▶ Document segment:
= Beginning of Section =

We did not try to do this very much. We did some experimentation with linting, but to your point having a noisy linter can be worse than no linter at all. I think it's harder to use ML for linting than completions or other use cases for this reason.

Q: Did you try to pivot to other usages of ML code analysis like automatic code reviews, security checks, etc?

Yes we did some experimentation on a number of different ideas in late 2020 / early 2021.

Synthesizing status summaries: From an ML perspective, the idea is to use Github PR titles to train a model that can generate "PR titles" from code changes, thus enabling us to make it easy for developers to share descriptions of the work they've been doing more easily.

  • ML-enhanced code search and navigation (see attached (see the readme_assets folder) "Code search product analysis and roadmap.pdf"): one of the key ideas being using ML to annotate a graph of relationships between code entities, so you could e.g. right-click on a string referring to a file and see "See three references to this file". (see the image below.) There was also a playbook for using a presence on developer desktops to get widespread adoption across teams.

Screen Shot 2022-01-09 at 9.41.13 PM.png

  • We built some prototype tech for mapping between code, issues, and wiki content. These models performed pretty well.

Screen Shot 2022-01-09 at 9.48.13 PM.png

  • We went on a long product strategy process wherein we spoke with something like ~50 individual developers, eng managers, etc. You can see some of the ideas that made it the furthest in the attached (see the readme_assets folder) "Kite - Wave 5 - Product concepts for Engineering.pdf". They included smart error reporting, dynamic logs, log debugging helper, code nav/search (mentioned above), and semantic/keyword code search.

= End of Section =

▶ Supplied data:
= Beginning of Section =

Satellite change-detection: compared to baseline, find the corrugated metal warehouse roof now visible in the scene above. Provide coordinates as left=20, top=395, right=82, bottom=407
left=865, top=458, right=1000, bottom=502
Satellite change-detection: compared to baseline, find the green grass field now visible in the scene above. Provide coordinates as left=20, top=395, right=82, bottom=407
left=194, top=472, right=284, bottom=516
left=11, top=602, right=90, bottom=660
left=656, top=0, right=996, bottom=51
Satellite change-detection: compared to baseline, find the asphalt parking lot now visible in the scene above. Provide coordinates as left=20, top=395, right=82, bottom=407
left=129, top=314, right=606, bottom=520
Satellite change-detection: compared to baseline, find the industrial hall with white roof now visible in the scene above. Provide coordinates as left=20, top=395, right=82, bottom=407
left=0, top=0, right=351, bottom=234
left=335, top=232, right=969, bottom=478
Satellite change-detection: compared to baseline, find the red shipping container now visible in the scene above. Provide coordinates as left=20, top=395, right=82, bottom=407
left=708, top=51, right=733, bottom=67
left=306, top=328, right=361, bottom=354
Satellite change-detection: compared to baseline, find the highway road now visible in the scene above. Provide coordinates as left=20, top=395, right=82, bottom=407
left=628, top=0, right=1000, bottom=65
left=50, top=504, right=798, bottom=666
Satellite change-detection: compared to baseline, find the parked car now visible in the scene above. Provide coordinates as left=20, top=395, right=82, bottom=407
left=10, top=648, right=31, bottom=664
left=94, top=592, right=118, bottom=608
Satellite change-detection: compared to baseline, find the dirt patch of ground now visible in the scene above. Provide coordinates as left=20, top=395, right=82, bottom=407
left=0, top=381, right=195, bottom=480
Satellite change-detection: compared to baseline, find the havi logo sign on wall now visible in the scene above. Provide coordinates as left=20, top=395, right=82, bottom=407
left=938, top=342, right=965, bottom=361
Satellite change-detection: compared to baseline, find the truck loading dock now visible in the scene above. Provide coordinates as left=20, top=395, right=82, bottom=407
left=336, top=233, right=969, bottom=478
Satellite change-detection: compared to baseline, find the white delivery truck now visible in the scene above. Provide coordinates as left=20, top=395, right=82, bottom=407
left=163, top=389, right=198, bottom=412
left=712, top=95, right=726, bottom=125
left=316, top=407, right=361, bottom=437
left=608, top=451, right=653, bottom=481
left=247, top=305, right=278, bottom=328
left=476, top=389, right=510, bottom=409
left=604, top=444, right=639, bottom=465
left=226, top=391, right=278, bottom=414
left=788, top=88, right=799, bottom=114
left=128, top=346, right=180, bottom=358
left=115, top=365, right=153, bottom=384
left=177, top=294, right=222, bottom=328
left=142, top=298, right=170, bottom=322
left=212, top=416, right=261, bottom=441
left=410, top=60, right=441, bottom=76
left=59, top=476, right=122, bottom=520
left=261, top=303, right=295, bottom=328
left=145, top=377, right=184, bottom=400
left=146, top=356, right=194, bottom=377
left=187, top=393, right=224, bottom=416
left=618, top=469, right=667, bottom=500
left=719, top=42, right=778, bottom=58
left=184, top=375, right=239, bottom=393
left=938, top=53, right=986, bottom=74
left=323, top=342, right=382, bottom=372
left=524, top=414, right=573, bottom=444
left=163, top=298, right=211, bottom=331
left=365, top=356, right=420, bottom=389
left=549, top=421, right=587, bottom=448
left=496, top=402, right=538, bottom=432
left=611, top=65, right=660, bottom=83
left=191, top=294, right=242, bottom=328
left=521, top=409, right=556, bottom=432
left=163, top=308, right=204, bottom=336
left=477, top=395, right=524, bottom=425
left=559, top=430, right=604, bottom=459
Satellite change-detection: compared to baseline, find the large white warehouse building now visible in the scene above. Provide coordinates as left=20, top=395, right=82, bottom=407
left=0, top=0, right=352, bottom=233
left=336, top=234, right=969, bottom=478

= End of Section =
= Beginning of Section =

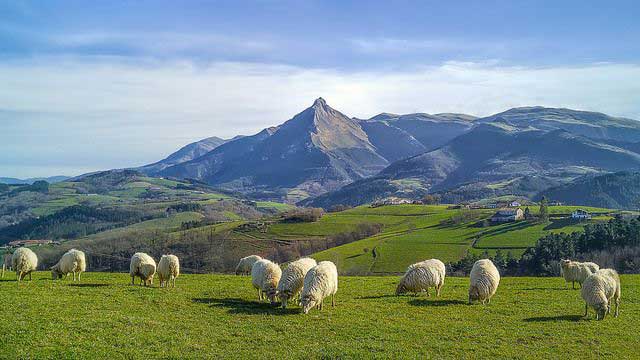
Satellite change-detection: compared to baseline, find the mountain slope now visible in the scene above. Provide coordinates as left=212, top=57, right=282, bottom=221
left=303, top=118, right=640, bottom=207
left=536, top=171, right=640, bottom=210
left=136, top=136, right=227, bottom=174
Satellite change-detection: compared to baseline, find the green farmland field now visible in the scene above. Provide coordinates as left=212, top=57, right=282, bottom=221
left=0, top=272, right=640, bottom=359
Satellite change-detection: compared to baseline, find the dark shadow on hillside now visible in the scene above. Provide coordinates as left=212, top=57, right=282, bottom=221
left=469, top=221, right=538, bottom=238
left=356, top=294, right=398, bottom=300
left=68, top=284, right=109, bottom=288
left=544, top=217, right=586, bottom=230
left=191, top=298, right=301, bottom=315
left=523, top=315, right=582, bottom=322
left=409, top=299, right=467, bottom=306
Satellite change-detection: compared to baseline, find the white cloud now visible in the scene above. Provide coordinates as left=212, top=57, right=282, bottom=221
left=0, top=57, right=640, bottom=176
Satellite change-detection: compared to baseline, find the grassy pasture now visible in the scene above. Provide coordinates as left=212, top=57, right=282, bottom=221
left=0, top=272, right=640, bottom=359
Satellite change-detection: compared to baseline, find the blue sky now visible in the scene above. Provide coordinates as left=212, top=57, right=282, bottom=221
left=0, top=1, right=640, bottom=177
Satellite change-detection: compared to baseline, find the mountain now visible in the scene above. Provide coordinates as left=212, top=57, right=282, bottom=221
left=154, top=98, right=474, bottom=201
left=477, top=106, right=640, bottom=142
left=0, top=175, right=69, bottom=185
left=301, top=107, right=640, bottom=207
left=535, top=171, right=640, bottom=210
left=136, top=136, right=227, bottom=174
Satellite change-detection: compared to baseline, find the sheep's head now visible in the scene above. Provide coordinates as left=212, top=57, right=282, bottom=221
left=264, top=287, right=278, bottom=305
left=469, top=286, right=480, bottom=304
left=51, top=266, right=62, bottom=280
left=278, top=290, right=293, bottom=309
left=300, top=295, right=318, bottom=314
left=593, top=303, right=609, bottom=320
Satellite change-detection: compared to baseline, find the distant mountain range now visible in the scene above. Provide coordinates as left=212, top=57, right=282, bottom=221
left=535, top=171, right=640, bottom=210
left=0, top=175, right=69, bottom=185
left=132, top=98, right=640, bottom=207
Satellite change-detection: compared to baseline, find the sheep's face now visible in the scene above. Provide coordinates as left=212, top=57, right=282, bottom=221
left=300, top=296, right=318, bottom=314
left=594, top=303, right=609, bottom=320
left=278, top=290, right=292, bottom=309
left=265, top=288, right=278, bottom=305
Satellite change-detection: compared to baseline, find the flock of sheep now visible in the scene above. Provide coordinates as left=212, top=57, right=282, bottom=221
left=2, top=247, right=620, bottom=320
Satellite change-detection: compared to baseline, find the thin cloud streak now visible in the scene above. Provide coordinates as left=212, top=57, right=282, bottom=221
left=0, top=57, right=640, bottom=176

= End of Section =
= Beginning of Section =

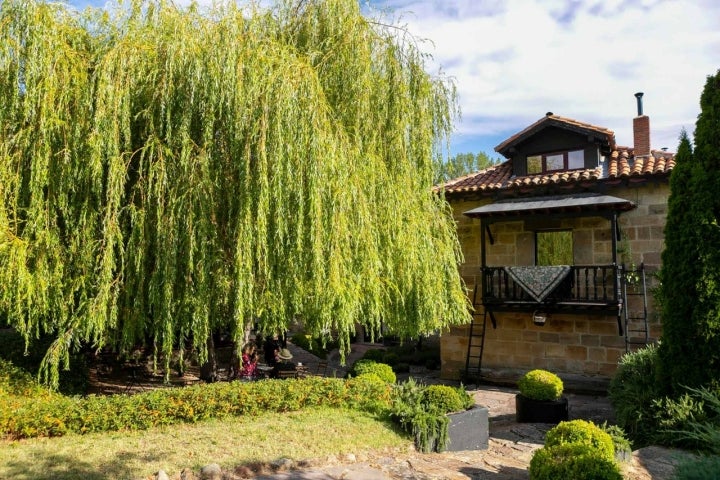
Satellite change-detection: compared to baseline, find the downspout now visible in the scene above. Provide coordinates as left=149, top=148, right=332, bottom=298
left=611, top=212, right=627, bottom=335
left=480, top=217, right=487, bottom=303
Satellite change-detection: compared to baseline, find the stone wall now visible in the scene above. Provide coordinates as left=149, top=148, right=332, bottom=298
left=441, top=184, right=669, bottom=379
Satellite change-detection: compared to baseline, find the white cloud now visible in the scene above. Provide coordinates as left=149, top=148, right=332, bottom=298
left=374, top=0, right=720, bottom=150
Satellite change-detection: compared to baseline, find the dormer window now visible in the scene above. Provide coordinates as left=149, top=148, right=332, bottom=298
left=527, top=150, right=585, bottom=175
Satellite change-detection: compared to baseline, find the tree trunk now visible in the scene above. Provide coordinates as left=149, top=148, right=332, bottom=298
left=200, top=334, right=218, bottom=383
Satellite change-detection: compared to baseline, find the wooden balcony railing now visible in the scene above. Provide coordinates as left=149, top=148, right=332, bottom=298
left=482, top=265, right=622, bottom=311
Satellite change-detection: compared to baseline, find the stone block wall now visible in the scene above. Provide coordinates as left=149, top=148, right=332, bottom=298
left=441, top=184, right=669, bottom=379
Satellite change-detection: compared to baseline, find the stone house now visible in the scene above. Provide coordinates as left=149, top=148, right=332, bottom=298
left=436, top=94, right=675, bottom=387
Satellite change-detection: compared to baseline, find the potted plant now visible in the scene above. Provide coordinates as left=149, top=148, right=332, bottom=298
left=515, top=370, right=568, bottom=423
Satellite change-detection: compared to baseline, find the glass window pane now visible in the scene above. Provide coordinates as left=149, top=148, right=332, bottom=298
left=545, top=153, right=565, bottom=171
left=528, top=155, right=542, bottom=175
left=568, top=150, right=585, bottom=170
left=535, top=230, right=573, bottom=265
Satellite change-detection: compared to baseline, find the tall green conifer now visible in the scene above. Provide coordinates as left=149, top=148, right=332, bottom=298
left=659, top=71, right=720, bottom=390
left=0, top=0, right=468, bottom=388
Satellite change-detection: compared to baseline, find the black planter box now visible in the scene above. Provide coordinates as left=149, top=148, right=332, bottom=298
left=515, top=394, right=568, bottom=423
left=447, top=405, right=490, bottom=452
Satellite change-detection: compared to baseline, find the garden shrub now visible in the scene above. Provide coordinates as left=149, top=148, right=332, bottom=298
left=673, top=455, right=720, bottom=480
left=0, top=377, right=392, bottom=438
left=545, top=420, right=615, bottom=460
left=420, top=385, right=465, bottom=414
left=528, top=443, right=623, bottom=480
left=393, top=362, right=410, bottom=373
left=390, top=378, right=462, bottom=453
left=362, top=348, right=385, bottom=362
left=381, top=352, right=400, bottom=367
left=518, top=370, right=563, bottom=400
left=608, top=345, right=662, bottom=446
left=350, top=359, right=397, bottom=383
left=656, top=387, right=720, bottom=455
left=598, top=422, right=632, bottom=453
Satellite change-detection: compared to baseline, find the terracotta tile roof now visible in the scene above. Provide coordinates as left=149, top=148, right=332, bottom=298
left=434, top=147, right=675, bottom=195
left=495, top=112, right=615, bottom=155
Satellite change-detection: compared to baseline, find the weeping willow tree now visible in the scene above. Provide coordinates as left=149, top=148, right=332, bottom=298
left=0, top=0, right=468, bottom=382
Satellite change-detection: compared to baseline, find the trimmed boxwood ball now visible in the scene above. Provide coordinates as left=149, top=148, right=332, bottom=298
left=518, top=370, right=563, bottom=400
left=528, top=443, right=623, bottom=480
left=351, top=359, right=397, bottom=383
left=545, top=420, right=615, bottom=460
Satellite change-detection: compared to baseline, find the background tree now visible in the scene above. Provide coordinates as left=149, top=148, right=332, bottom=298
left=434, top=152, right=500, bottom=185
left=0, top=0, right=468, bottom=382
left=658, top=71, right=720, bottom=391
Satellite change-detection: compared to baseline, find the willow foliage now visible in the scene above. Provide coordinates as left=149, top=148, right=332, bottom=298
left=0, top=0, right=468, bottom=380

= End of Section =

▶ Work instructions:
a) Answer the following about the excerpt on ML code analysis experiments:
(i) During what period did the team experiment with a number of different ideas?
(ii) What data was the status-summary model meant to be trained on?
(iii) About how many people did the team speak with during the product strategy process?
b) Reproduce the part of the excerpt on ML code analysis experiments from "Q: Did you try" up to and including "doing more easily.".
c) Carry on the excerpt on ML code analysis experiments from the point where it stops.

▶ Answers by item number:
a)
(i) Late 2020 / early 2021.
(ii) GitHub PR titles.
(iii) Something like ~50 (individual developers, eng managers, etc.).

b)
Q: Did you try to pivot to other usages of ML code analysis like automatic code reviews, security checks, etc?

Yes we did some experimentation on a number of different ideas in late 2020 / early 2021.

Synthesizing status summaries: From an ML perspective, the idea is to use Github PR titles to train a model that can generate "PR titles" from code changes, thus enabling us to make it easy for developers to share descriptions of the work they've been doing more easily.

c)
  • In case either of these resonate, here are another couple lenses on some subset of the ideas we brainstormed:

Screen Shot 2022-01-09 at 9.48.22 PM.png

Screen Shot 2022-01-09 at 9.48.29 PM.png

[Originally for Kite employees] Getting started with the codebase

Our codebase is primarily located at github.com/kiteco/kiteco (http://github.com/kiteco/kiteco). There are a few auxiliary repositories that host very experimental code, but the goal is to make the “kiteco” repository the point of truth for all of our services.

Summary (TL;DR)

  • Our codebase is primarily Go. (kite-go, kite-golib directories)
  • Infrastructure uses Terraform (for AWS) provisioning, and Fabric/shell scripts for deployment and management of remote hosts (devops directory)
  • You need VPN credentials to access any of our remote AWS (or Azure) hosts.
  • Platform-specific logic & instructions live in subdirectories osx, windows, linux. You probably don't need these.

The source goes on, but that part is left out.